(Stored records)
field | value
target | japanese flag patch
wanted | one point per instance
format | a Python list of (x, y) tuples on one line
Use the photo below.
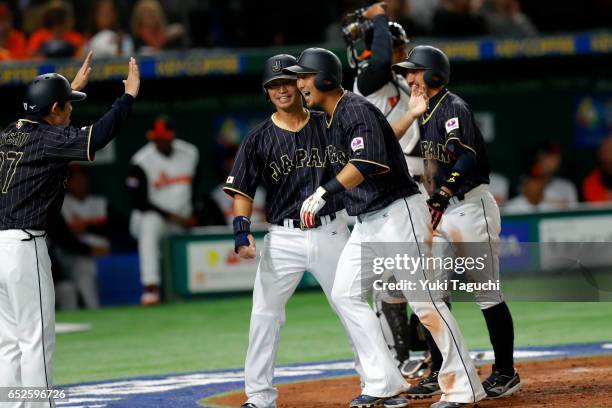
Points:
[(452, 124), (357, 144)]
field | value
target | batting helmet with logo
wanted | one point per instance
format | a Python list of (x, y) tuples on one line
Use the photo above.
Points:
[(428, 58), (273, 69), (324, 63), (47, 89)]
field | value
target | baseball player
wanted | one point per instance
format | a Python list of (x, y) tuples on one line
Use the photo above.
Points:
[(162, 183), (34, 156), (462, 208), (285, 154), (371, 171), (386, 45)]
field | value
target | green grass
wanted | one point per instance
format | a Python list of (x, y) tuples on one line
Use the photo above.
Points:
[(213, 334)]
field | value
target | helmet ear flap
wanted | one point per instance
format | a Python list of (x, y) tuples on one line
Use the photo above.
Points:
[(433, 79), (324, 82)]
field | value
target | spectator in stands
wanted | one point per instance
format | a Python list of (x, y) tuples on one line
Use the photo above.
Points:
[(12, 42), (504, 17), (458, 18), (531, 197), (56, 39), (597, 185), (150, 29), (86, 217), (107, 38), (399, 11), (559, 193)]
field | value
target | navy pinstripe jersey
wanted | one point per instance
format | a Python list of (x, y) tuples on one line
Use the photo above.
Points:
[(450, 118), (360, 132), (34, 157), (289, 165)]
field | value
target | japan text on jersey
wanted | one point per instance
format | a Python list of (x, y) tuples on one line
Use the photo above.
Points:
[(34, 157), (289, 165), (361, 131), (450, 120)]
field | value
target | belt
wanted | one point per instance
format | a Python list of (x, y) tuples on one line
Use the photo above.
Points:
[(474, 192), (319, 221)]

## Exercise
The records above are to be restated word for word, with every picture left out.

## Response to this exercise
field | value
target | japanese flag patch
wanted | one point per instance
format | a Python list of (x, y) tuples on one line
Use the photo below.
Points:
[(452, 124), (357, 144)]
field | value
target | batting helmet with logo
wanted | one point per instance
format | a Python list of (x, y) tuples on one line
Use the photo above.
Points:
[(428, 58), (273, 69), (324, 63), (47, 89)]
field | value
target | baseball player
wanted | one point per instance
format | a Python list of (x, y) tuples on one line
Use the photo above.
Points:
[(162, 183), (34, 156), (462, 208), (285, 154), (371, 171), (386, 45)]
field | value
target | green grass
wanted | one point per instance
format | a Python list of (x, y) tuples on one line
Use the photo above.
Points:
[(213, 334)]
field | value
target | helmet ear flap
wanted | one point per instance
format | a Python list of (x, y) tuples on one line
Use the photo above.
Points:
[(433, 79), (324, 82)]
field | value
target | spectator in stands
wanted | one point per instance
format | a Python list of (x, y) tuples on one line
Use the photo above.
Points:
[(12, 42), (504, 17), (458, 18), (531, 197), (56, 39), (597, 185), (150, 29), (86, 217), (107, 38), (399, 11), (559, 193)]
field | value
target | navy pinstripe jersey
wanted | one point per instance
format | a Python list of (x, y) tuples on one line
Use the photo above.
Points:
[(450, 118), (360, 132), (34, 157), (289, 165)]
field | value
target | japan text on jersey
wanted | one point per instance
format | a Python list of (x, y) tuples on one line
Use the photo above.
Points:
[(34, 157), (289, 165), (361, 131), (450, 120)]
field | value
target | belt
wanted | one point per instance
format | a Python list of (x, y) tuples on one line
Use the photo above.
Points:
[(474, 192), (319, 221)]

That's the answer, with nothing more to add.